> Text block:
::::::::::

Note: this post is not intended to be a primer on Bloom filters or their implementation. If you're looking for such a thing there are already excellent sources available.

An alternate approach might be to implement a filter using a search index such as Lucene. The result would not be as compact as a Bloom filter but it would certainly offer a more accurate result.

To make things interesting we choose to create both versions. We can live with a good approximation so we focus on the Bloom filter implementation. The Lucene implementation will be used primarily as a baseline for comparing performance and accuracy of results. In order to justify this approach we impose the following additional constraints on the Bloom filter implementation:

  • It must outperform the Lucene version

  • It should use a minimal amount of memory

The resulting code can be found on github.

Observations Along the Way

Extracting words from plays

Shakespeare's plays are available in XML format from ibiblio. We are still tasked with extracting individual words from these documents, however, and our concern for resource usage prevents us from simply reading the entire document into memory and querying it via XPath or XQuery. In the end we resolved this issue by implementing what is at heart a finite state machine (FSM) driven by inputs obtained from the XML pull parser provided by the Scala library.

::::::::::

> Record set:
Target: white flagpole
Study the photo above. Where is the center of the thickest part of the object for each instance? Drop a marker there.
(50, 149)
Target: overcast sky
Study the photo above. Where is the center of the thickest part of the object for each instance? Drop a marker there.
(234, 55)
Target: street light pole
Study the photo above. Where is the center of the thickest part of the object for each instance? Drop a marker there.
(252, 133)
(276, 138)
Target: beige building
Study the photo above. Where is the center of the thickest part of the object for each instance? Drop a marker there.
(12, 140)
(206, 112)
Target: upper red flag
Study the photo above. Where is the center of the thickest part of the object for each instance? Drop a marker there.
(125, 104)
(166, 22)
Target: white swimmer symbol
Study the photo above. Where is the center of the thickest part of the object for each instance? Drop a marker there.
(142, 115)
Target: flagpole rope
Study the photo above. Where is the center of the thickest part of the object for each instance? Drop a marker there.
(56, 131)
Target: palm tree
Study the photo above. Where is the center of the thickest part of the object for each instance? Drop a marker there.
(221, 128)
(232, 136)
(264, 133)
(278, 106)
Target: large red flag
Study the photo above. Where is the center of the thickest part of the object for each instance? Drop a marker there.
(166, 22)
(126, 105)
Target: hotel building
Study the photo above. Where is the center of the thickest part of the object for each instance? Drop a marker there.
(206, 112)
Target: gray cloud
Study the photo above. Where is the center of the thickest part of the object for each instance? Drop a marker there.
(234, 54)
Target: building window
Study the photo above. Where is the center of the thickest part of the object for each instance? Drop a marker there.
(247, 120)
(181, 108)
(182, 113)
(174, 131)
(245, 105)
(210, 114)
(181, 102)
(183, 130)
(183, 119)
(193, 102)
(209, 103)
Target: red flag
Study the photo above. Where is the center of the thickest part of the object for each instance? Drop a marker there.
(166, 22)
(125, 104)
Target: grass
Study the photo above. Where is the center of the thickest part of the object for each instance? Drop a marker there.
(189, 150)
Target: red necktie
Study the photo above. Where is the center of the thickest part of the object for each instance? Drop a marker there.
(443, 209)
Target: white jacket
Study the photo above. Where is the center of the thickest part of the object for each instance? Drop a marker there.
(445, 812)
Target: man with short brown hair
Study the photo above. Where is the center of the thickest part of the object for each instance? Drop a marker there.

::::::::::

> Requirements: Continue the write-up on building a Bloom filter and a Lucene index for the words in Shakespeare's plays, starting right after its final sentence about the finite state machine.

> Exercise answer:
Minimizing false positives

There are known approaches to constraining the number of false positives produced by a Bloom value to some reasonable maximum. Unfortunately the size of our data set and our resource constraints prevent us from leveraging these techniques. The number of false positives is also inflated by some of our implementation choices.

The dictionary used in our implementation was provided by the "words" package in Fedora Core 13. The dictionary in this package contains approximately 480,000 words. Assuming distinct internal hash values for every word our Bloom filter should support all 19-bit input values (since the base-2 log of 480,000 is 18.87). To avoid congestion we strive for a filter that is ~50% full, which in turn requires support of all 20-bit inputs. Note that our space constraints make the use of a second hash function unwise; we'd need a much larger capacity for a population size as large as ours. Also note that Bloom filters use a bit set for a backing store and the memory usage of a bit set is driven by the largest value contained in that set. It follows that our filter will use no more than (2 ^ 20)/8 = 131KB of memory.

Unfortunately a few of our implementation choices help to artificially inflate our false positive rate. These include:

  • Scala's bit set data structure accepts only non-negative values while the MurmurHash function we use internally can generate arbitrary 32-bit output (including the full range of negative integers on the JVM). We resolve this issue by using the absolute value of the MurmurHash output, the result of which is that two output values now result in the same output from our internal function(s).

  • Bit set size is constrained by masking some number of bits from the MurmurHash output. This technique also causes multiple MurmurHash outputs to result in the same output from our internal function(s).

The results below suggest a false positive rate on the order of 4%, an exceedingly high value.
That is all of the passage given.